SHORT PROBLEM: Determine how many lines of the records below contain the string "plastic". Reply with that number alone.
Start INPUT DATA
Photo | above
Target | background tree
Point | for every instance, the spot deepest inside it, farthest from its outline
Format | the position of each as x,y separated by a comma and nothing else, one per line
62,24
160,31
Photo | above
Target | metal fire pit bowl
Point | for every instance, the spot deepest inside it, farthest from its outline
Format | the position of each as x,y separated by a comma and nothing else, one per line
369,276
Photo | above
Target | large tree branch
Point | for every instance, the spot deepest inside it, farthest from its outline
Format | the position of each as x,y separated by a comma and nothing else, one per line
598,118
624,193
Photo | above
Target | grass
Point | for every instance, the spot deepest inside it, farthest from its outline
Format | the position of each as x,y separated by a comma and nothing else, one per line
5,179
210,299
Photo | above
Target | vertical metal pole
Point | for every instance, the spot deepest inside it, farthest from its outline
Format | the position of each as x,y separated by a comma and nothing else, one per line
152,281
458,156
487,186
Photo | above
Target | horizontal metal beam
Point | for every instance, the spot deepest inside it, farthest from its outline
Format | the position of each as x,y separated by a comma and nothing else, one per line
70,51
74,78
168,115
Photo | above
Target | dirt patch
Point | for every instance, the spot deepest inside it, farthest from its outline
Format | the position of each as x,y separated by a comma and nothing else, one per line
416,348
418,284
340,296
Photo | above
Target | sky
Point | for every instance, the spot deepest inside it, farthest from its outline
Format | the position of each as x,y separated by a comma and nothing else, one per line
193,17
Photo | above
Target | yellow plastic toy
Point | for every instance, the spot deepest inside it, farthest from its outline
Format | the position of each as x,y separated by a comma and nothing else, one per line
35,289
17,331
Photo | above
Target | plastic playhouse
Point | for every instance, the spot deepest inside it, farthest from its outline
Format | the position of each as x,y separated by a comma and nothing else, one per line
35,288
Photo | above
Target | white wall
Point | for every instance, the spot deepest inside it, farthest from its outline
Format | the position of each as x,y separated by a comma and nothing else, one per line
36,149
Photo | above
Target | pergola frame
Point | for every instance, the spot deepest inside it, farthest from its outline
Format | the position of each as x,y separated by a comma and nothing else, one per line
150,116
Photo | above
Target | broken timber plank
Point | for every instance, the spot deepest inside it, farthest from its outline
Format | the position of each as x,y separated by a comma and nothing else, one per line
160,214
End INPUT DATA
CORRECT RESPONSE: 2